____ Page

Friday, 17 October 2025

Outside Another Yellow Moon

A conversation about Tom Waits last weekend directed me to this track by Akira The Don, a track with a borrowed vocal, Tom Waits reading Charles Bukowski's The Laughing Heart, a poem about existence, fulfillment and finding light among the darkness- 'Your life is your life/ Don't let it be clubbed into dank submission/ Be on the watch/ There are ways out/ There is light somewhere...'

I read Bukowski's Ham On Rye in the summer, a semi- autobiographical novel based partly on his own teenage and young adulthood in Los Angeles in the 1930s and 40s- it's a grim read in many ways, the young Henry Chinaski not fitting in at school or the private college his father sends him to, and he pulls no punches in his first person description of school brutality, domestic violence, masturbation, alcohol, terrible acne and indifferent doctors and the growing misanthropy of Chinaski (a thinly veiled Bukowski). That Bukowski wrote an existential poem that concludes there is light somewhere is remarkable given how dark much of his writing is. 

The Laughing Heart

Akira The Don adds piano, a jazz club feel and some very lazy hip hop drums, all very sympathetic to Mr. Waits. I then remembered that 100 Poems used the Waits vocal for Song For Claire (Your Life Is Your Life) on their 2024 album Balearic As A System Of Belief. 

It got me looking through my collection for more Tom Waits. I've posted this before but it's always worth a re- post, Tom Waits' Closing Time spliced with Allen Ginsberg reading his poem America, a Ginsberg peak, the young Allen looking around at the nation and his life- 'America/ I've given you all and now I'm nothing'. 

America features the use of a racial slur which was part of Ginsberg's America and very much not acceptable now. 

America (Closing Time)

Tom Waits is in a way one of the last links to the Beats, an artist in the Kerouac, Ginsberg and Burroughs tradition. His bohemian life and scenes from the underworld/ underbelly of American society street poetry seems very 20th century now, a dying art form in some ways. I can't think of many artists existing in the same milieu- those that do, Jim Jarmusch say or Bob Dylan (also a Beat inspired writer), won't be around forever. David Lynch departed earlier this year- his music fitted into a Waitsian world. 

I don't have a huge amount of Tom Waits, I never committed to going the full hog. I used to have Swordfishtrombones on cassette but I didn't replace it after my cassette collection got slimmed down in the 90s, probably something I should rectify. I had a copy of Mule Variations too but can't find it now. Mule Variations came out in 1999- I was amazed it's that long ago. I always loved this piece of weirdness and neighbourly paranoia, What's He Building?

________
____ Data extract

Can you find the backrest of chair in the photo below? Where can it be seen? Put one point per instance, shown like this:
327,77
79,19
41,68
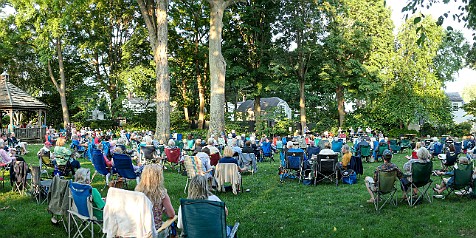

________

** Stated goal **
Continue the blog post about Tom Waits and his links to the Beats, starting right after its final sentence.

** Answer to the task **
I do have Rain Dogs, Tom's 1985 album, often lauded as one of his best. It's got the full Waits range of carnival music, Weimar oompah, jazz, experimental rock and blues, New Orleans funeral marches, various styles of outsider music stitched into a whole. Rain Dogs was written by Waits in a basement room in Lower Manhattan in a two month period in the mid- 80s. He wandered round the city with a tape recorder taping sounds and noises which he then layered guitars, marimba, trombone, piano, accordion and banjo on top of and made drumbeats out of banging pieces of furniture, drawers from cupboards and cabinets. Sometimes the album's madness, variation and cacophony is too much- I have to be in the mood for it. But peppered among the underbelly pieces and bursts of chaotic noise are some of his best loved songs too- Time, Hang Down Your Head, Downtown Train. 

Clap Hands is the second song on Rain Dogs, with uneven pots and pans percussion and Tom narrating the lives of New York's dispossessed.

Clap Hands

Hang Down Your Head was released as a single, a song with a proper structure that nodded to his earlier work, Waits at his most direct and songwriterly, that gravel voice accompanied by electric guitar. 

Hang Down Your Head

9th And Hennepin finds itself in the gutter with broken umbrellas and dead birds, a girl with a tattooed tear and the train going by, an NYC Beat Generation blues poem.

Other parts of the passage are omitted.